:: Directions for this task ::
Extract each line of the items below that contains the word "white", copying every such line in full.

● ● ●

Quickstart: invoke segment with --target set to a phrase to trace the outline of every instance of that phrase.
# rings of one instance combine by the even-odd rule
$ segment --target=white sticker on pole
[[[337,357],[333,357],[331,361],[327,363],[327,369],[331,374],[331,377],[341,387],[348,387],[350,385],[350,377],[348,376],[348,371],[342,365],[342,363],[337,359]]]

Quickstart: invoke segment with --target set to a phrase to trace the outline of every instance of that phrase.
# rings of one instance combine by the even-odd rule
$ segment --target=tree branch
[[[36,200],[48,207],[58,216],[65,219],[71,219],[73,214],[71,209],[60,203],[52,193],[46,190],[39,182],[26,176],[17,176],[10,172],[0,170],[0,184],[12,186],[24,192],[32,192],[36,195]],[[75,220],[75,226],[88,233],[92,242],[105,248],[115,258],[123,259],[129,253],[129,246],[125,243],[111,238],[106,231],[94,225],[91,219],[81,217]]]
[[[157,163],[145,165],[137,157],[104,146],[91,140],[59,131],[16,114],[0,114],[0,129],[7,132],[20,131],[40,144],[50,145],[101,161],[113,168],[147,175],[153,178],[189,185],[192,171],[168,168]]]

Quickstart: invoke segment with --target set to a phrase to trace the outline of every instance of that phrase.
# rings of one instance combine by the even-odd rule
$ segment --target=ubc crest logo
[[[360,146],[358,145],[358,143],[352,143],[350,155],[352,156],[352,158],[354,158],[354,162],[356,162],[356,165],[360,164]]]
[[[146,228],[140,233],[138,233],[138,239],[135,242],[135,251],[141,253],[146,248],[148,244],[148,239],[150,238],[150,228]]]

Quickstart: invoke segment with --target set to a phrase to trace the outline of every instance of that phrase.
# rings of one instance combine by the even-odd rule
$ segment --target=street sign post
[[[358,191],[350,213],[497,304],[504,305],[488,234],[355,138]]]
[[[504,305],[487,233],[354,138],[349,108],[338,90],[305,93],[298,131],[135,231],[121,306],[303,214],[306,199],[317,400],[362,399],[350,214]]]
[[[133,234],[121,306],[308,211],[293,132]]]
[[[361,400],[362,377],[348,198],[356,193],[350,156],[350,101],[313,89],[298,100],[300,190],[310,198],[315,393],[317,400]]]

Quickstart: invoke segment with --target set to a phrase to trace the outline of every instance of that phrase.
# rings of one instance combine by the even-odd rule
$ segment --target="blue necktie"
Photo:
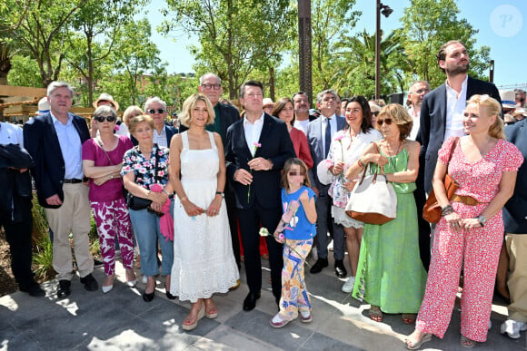
[[[325,141],[324,141],[324,156],[323,157],[327,157],[327,154],[329,152],[329,147],[332,143],[332,127],[330,125],[330,119],[326,118],[325,119]]]

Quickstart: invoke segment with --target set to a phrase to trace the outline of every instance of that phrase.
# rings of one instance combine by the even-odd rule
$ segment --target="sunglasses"
[[[116,118],[114,116],[99,116],[99,117],[94,117],[95,121],[97,121],[99,123],[102,123],[104,121],[108,121],[109,122],[115,122]]]
[[[386,125],[390,125],[392,124],[392,122],[393,122],[393,119],[391,118],[385,118],[385,119],[381,119],[381,120],[377,120],[377,124],[379,125],[383,125],[383,123],[386,122]]]

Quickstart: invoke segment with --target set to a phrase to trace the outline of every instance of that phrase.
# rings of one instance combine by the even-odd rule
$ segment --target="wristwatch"
[[[482,226],[482,228],[483,228],[485,226],[485,223],[487,222],[487,219],[485,218],[485,216],[478,216],[478,222],[480,222],[480,226]]]

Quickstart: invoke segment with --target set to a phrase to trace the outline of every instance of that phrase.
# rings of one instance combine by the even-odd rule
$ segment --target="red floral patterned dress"
[[[453,140],[449,138],[439,151],[439,161],[443,164],[448,163]],[[502,174],[517,171],[522,161],[520,151],[503,140],[499,140],[489,153],[472,163],[466,160],[458,144],[448,166],[448,173],[460,184],[456,194],[471,196],[482,203],[469,206],[452,202],[454,210],[462,219],[479,216],[498,193]],[[462,264],[464,264],[461,333],[478,342],[487,339],[502,241],[502,210],[488,219],[483,228],[468,230],[452,230],[445,219],[441,219],[435,229],[426,292],[417,317],[418,330],[442,338],[450,323]]]

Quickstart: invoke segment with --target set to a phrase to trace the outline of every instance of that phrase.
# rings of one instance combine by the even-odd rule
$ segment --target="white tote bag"
[[[366,169],[352,190],[346,214],[364,223],[384,224],[395,219],[397,195],[386,176],[377,172],[365,175]]]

● ● ●

:: Exercise result ::
$ segment --target=white sticker on pole
$ segment --target="white tote bag"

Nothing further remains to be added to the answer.